__Available records__.

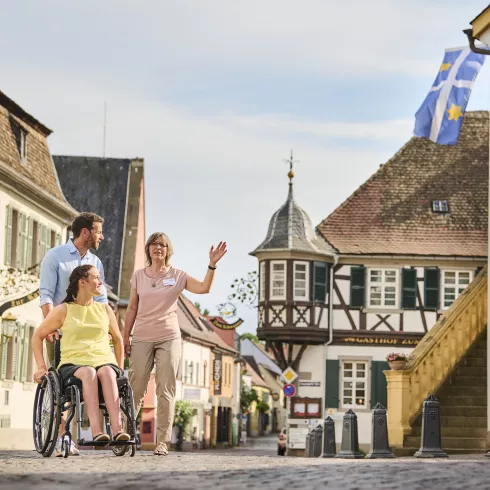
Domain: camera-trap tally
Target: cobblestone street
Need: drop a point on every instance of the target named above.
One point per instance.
(236, 469)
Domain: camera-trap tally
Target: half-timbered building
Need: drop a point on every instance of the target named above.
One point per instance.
(396, 255)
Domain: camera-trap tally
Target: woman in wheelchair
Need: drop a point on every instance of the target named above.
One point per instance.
(86, 353)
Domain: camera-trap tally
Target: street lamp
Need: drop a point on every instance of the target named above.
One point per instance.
(480, 29)
(9, 325)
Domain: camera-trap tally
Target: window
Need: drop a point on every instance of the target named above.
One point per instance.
(20, 135)
(278, 280)
(453, 284)
(354, 384)
(440, 206)
(262, 282)
(383, 288)
(301, 281)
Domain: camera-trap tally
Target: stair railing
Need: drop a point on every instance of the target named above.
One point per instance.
(432, 361)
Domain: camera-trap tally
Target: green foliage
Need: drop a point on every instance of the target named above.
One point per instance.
(262, 406)
(183, 413)
(247, 398)
(249, 336)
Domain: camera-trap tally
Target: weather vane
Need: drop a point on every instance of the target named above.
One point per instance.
(291, 161)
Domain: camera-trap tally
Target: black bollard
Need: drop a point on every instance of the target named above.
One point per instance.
(329, 446)
(350, 442)
(379, 437)
(312, 443)
(317, 438)
(307, 445)
(430, 446)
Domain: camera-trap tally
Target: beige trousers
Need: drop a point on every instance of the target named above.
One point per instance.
(166, 357)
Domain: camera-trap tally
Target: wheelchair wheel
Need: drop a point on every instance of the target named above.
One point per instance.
(47, 415)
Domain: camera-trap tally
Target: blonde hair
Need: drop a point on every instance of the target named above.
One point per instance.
(152, 239)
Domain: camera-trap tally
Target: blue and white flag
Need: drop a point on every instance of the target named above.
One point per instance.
(441, 114)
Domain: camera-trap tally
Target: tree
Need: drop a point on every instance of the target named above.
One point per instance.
(245, 290)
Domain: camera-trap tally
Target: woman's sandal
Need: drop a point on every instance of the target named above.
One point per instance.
(101, 438)
(122, 436)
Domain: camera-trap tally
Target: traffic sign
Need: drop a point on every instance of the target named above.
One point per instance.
(289, 390)
(289, 375)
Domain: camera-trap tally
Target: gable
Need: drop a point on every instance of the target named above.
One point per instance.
(392, 212)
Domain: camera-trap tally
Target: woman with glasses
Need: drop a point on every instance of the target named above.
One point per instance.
(152, 318)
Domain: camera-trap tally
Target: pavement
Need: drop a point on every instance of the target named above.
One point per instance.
(236, 469)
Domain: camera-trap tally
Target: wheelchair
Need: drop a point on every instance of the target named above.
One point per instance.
(53, 397)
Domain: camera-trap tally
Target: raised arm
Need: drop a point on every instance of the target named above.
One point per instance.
(50, 324)
(202, 287)
(131, 312)
(115, 333)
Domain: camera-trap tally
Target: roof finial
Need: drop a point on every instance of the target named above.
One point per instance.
(291, 173)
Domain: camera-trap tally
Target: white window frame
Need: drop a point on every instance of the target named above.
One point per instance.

__What you should do__.
Reproduce the data above in full, exactly as it is, with the pictures left out.

__Answer below__.
Domain: camera-trap tally
Target: cobblestone street
Need: drop a point on every instance of the target named above.
One point per instance.
(236, 469)
Domain: camera-trap tally
Target: half-timbered building
Need: drop a point on every instance of the target named above.
One point per instance.
(396, 255)
Domain: camera-trap tally
Target: woman in wheelchair
Need: drop a point on every instance of the target named above.
One point per instance.
(86, 353)
Domain: camera-trap tally
Target: street lamp
Need: drop a point on every instance of the target named above.
One point per instance.
(480, 29)
(9, 325)
Domain: camera-trap tally
Target: window
Need: drop a point on every instance of the target named above.
One point per instance.
(20, 135)
(278, 280)
(453, 284)
(354, 384)
(440, 206)
(262, 282)
(383, 288)
(301, 281)
Domain: camera-trap tally
Target: stair railing
Need: drop a point on every instance of the target named above.
One point per instance.
(432, 361)
Domain: camera-trap tally
Target: green foliage
Need: drop a point on every instance of the target named above.
One point per instance.
(262, 406)
(183, 413)
(247, 398)
(249, 336)
Domain: camera-trap tally
Target: weather vane
Need: drop a point on every instance of the target named above.
One point per instance.
(291, 161)
Domain: camera-trap tally
Target: black bollard
Need: drop a point on every instance of the target named above.
One point per instance.
(329, 446)
(350, 442)
(379, 437)
(312, 443)
(317, 438)
(307, 445)
(430, 446)
Domain: camera-trap tally
Target: beige trousers
Need: drop a point on every instance of the target named above.
One point per instance.
(166, 357)
Domain: camera-trap tally
Target: wheelchair wheel
Need: drop a point on every instance of the target named above.
One point per instance.
(47, 415)
Domain: camera-trap tally
Target: blonde hair
Need: drop a point on every instance of the target named above.
One point per instance.
(152, 239)
Domain: camera-trap tally
Target: blue and white flag
Need: drop a point on every instance of the target named above.
One point per instance.
(441, 114)
Domain: camera-trap tally
Target: tree
Need: drop a point on every instance of the target named above.
One point per instance.
(245, 290)
Domain: camera-trap tally
Target: woman's sandal
Need: drop a point on every instance of the target named above.
One point per instance.
(101, 438)
(122, 436)
Domain: camera-trap tally
Target: traffic sign
Need: drop a point on every instance of the target named above.
One point per instance.
(289, 390)
(289, 375)
Domain: camera-trap tally
Target: gable
Need: drop a point on every instance of the target named above.
One point per instance.
(392, 212)
Domain: camera-trap tally
Target: woman with glasses
Need: drop a point on every instance of the target named above.
One point per instance.
(152, 318)
Domain: camera-trap tally
Target: pavement
Need: drop a point on every instance of the target named above.
One point per instance.
(236, 469)
Domain: camera-trap tally
Target: wheelchair
Need: drop a point on every instance of the target named above.
One point per instance.
(53, 397)
Domain: camera-trap tally
Target: raised arm
Need: drop a point on every instance of the target named above.
One point per instance.
(50, 324)
(202, 287)
(131, 312)
(115, 333)
Domain: camera-trap tally
Target: roof finial
Need: drop a point on every instance of the target named above.
One point per instance.
(291, 173)
Domain: camera-trap tally
Target: white window frame
Need: drop a point on every instance of the target named above.
One point per instance.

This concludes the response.